[Python] I'm trying to retrieve any element in an XML document that has an href
attribute, at any level of the XML document. For example:
<OuterElement href='a.com'>
<InnerElement>
<NestedInner href='b.com' />
<NestedInner href='c.com' />
<NestedInner />
</InnerElement>
<InnerElement href='d.com'/>
</OuterElement>
Would retrieve the following elements (as lxml element objects,simplified for visual clarity):
[<OuterElement href='a.com'>, <NestedInner href='b.com' />, <NestedInner href='c.com' />, <InnerElement href='d.com'/>]
I've tried using the following code to retrieve any element with an href tag, but it retrieves zero elements on a file full of elements with href attributes:
with(open(file, 'rb')) as f:
xml_tree = etree.parse(f)
href_elements = xml_tree.xpath(".//*[@href]")
Shouldn't this code select any element (.//*
) with the specified attribute ([@href]
)? From my understanding (definitely correct me if I am wrong, I most likely am), href_elements
should be an array of lxml element objects that each have an href attribute.

·····

*Problems*.
A - Answer these questions about the XPath question:
(i) Which attribute must every element the poster wants to retrieve have?
(ii) What expression does the code pass to xml_tree.xpath?
(iii) How many elements does the code retrieve on a file full of elements with that attribute?
B - Write the next part of the XPath question, picking up after its last sentence.

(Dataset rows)

·····

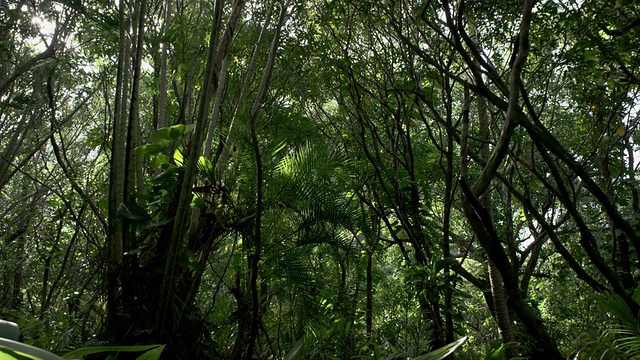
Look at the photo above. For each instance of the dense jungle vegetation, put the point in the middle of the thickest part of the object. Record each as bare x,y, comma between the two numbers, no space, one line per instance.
322,179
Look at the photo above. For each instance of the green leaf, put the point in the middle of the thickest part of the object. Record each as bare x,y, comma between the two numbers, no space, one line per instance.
133,211
78,353
444,351
636,295
12,350
151,149
8,354
153,354
173,132
294,353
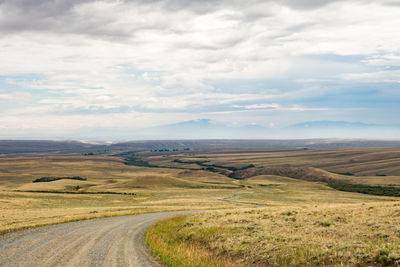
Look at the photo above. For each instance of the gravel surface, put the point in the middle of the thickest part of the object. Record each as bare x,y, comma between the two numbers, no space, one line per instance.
113,241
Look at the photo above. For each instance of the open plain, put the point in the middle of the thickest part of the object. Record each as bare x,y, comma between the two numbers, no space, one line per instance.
266,207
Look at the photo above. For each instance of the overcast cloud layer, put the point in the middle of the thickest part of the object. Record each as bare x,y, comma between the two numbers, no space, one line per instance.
68,66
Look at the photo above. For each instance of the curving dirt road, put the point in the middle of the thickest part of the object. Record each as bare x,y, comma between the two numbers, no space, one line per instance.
113,241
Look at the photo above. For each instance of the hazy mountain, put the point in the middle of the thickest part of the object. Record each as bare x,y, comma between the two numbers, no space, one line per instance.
332,124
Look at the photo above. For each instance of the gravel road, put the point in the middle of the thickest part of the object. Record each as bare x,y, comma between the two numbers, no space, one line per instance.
113,241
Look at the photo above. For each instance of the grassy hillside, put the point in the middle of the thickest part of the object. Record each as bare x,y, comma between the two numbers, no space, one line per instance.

·····

*Expected outputs*.
A -
(i) The href attribute.
(ii) ".//*[@href]"
(iii) Zero.

B -
important clarification: I have seen many people asking about xpath on Stack Overflow, but I have yet to find a solved question about how to search through all elements in an xml and retrieve every element that fits a criteria (such as href).
CodePudding user response:
Based on ElementTree
import xml.etree.ElementTree as ET
xml = '''<OuterElement href='a.com'>
<InnerElement>
<NestedInner href='b.com' />
<NestedInner href='c.com' />
<NestedInner />
</InnerElement>
<InnerElement href='d.com'/>
</OuterElement>'''
root = ET.fromstring(xml)
elements_with_href = [root] if 'href' in root.attrib else []
elements_with_href.extend(root.findall('.//*[@href]'))
for e in elements_with_href:
print(f'{e.tag} : {e.attrib["href"]}')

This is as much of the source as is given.